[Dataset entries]

<<<<

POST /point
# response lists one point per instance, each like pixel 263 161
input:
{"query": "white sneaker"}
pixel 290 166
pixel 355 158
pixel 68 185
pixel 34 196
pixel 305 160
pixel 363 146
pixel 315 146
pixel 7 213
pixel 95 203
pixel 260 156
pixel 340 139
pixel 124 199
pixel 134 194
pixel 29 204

>>>>
<<<<

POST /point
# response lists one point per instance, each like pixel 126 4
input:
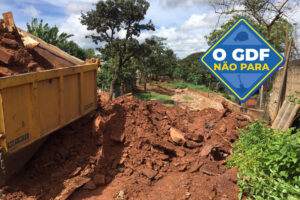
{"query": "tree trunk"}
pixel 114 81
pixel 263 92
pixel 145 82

>>>>

- **Description of the task**: Pull out every line of the records above that contains the word "response".

- **Result of the exercise**:
# response lists one point per instance, each like pixel 263 161
# response lists one point per instance, each like pixel 126 4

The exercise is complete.